(MATERIAL FOR THIS EXERCISE begins)

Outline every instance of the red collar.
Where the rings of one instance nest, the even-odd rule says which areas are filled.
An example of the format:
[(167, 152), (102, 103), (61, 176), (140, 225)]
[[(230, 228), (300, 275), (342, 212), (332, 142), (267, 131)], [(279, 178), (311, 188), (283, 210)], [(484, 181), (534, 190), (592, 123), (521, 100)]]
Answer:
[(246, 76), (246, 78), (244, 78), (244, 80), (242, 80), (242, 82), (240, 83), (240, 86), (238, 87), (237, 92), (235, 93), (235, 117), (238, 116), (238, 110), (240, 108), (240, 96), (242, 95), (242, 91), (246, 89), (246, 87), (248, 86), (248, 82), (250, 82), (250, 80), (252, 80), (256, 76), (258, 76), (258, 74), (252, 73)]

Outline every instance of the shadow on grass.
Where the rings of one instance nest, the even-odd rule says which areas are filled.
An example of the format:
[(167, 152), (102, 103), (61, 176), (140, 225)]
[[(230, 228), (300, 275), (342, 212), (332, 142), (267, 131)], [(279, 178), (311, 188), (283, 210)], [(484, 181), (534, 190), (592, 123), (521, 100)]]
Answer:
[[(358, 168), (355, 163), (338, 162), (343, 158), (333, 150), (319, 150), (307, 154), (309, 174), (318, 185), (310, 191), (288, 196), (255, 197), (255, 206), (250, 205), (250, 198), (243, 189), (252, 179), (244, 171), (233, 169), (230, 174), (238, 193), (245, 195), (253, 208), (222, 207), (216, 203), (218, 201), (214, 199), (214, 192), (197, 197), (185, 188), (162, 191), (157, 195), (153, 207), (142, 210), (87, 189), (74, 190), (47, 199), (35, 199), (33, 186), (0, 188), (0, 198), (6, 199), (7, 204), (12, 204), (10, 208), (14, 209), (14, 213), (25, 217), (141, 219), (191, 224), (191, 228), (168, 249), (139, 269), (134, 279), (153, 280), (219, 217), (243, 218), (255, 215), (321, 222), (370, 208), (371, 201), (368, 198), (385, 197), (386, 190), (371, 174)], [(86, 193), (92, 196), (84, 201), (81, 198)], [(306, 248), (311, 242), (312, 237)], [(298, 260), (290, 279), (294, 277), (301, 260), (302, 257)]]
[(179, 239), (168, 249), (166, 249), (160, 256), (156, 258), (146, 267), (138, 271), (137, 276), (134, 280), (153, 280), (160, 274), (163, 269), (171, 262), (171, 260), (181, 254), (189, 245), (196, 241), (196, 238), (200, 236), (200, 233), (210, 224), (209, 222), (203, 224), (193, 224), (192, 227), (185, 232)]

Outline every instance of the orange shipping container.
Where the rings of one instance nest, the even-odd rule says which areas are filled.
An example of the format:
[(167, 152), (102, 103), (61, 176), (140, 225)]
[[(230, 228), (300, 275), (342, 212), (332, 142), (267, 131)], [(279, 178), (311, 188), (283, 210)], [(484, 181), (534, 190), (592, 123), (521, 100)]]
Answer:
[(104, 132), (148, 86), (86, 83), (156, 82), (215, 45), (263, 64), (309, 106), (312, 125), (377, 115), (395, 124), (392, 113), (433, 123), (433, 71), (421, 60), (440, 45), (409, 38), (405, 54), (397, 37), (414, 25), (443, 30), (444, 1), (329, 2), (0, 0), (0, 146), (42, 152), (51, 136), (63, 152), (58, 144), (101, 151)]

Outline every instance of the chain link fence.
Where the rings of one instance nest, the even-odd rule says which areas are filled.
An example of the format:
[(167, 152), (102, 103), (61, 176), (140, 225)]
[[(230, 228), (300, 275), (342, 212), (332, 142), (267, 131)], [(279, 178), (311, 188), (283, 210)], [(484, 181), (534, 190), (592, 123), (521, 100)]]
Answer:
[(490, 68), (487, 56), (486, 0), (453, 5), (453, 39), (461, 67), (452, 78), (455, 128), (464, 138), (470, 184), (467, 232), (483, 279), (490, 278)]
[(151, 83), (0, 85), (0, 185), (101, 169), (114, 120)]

(MATERIAL FOR THIS EXERCISE ends)

PROBLEM REQUIREMENTS ▸ Would you write out all of the data again, unchanged?

ANSWER BOX ▸
Outline every instance of the red collar.
Where the rings of one instance nest, the even-odd rule says which areas are filled.
An example of the format:
[(167, 152), (102, 103), (61, 176), (140, 225)]
[[(230, 228), (300, 275), (342, 212), (332, 142), (267, 131)], [(279, 178), (311, 188), (283, 210)], [(484, 181), (534, 190), (592, 123), (521, 100)]]
Answer:
[(246, 76), (246, 78), (244, 78), (244, 80), (242, 80), (242, 82), (240, 83), (240, 86), (238, 87), (237, 92), (235, 93), (235, 117), (238, 116), (238, 110), (240, 108), (240, 96), (242, 95), (242, 91), (246, 89), (246, 87), (248, 86), (248, 82), (250, 82), (250, 80), (252, 80), (256, 76), (258, 76), (258, 74), (252, 73)]

Outline every instance of the shadow on grass.
Where the rings of one instance nest, the even-odd rule says which areas are filled.
An example of the format:
[(167, 152), (102, 103), (61, 176), (140, 225)]
[[(230, 228), (300, 275), (342, 212), (332, 142), (267, 131)], [(279, 178), (311, 188), (283, 210)], [(484, 181), (534, 190), (592, 123), (521, 100)]]
Answer:
[[(358, 168), (355, 163), (338, 162), (343, 158), (333, 150), (319, 150), (307, 154), (309, 174), (318, 185), (310, 191), (288, 196), (255, 197), (255, 206), (250, 205), (250, 198), (243, 189), (252, 179), (244, 171), (233, 169), (230, 174), (238, 193), (245, 195), (253, 208), (222, 207), (216, 203), (218, 201), (214, 199), (214, 192), (197, 197), (185, 188), (162, 191), (157, 195), (153, 207), (142, 210), (87, 189), (74, 190), (47, 199), (35, 199), (33, 186), (0, 188), (0, 198), (6, 199), (7, 204), (12, 204), (10, 208), (14, 209), (14, 213), (25, 217), (141, 219), (191, 224), (191, 228), (168, 249), (139, 269), (134, 279), (153, 280), (219, 217), (243, 218), (255, 215), (321, 222), (370, 208), (371, 201), (368, 198), (385, 197), (386, 190), (371, 174)], [(86, 193), (92, 196), (84, 201), (81, 198)], [(306, 248), (311, 242), (312, 237)], [(298, 260), (290, 279), (294, 277), (301, 260), (302, 257)]]
[(179, 239), (168, 249), (166, 249), (160, 256), (156, 258), (146, 267), (138, 271), (137, 276), (134, 280), (153, 280), (160, 274), (163, 269), (171, 262), (171, 260), (181, 254), (189, 245), (196, 241), (196, 238), (200, 236), (200, 233), (210, 224), (209, 222), (203, 224), (193, 224), (192, 227), (185, 232)]

Outline every instance of the orange shipping container.
Where the rings of one instance nest, the even-odd rule says which areas are filled.
An example of the format:
[(167, 152), (102, 103), (61, 176), (140, 225)]
[[(230, 228), (300, 275), (342, 212), (332, 142), (267, 131)], [(279, 178), (311, 188), (283, 210)], [(484, 181), (534, 190), (592, 123), (521, 100)]]
Answer:
[(104, 132), (148, 86), (86, 83), (156, 82), (215, 45), (263, 64), (309, 106), (312, 125), (377, 115), (395, 124), (392, 113), (433, 123), (433, 71), (421, 60), (440, 45), (409, 38), (405, 54), (397, 37), (414, 25), (443, 30), (444, 1), (329, 2), (0, 0), (0, 146), (42, 152), (51, 136), (63, 152), (58, 144), (101, 151)]

Outline every instance of the chain link fence.
Where the rings of one instance nest, the even-odd rule says which areas are filled.
An example of the format:
[(167, 152), (102, 103), (61, 176), (140, 225)]
[[(230, 228), (300, 275), (342, 212), (332, 142), (267, 131)], [(279, 178), (311, 188), (283, 210)], [(484, 181), (534, 190), (592, 123), (521, 100)]]
Answer:
[(490, 68), (487, 56), (486, 0), (453, 5), (453, 39), (461, 67), (452, 78), (455, 128), (464, 138), (470, 184), (467, 232), (483, 279), (490, 278)]
[(151, 83), (0, 85), (0, 185), (101, 169), (114, 120)]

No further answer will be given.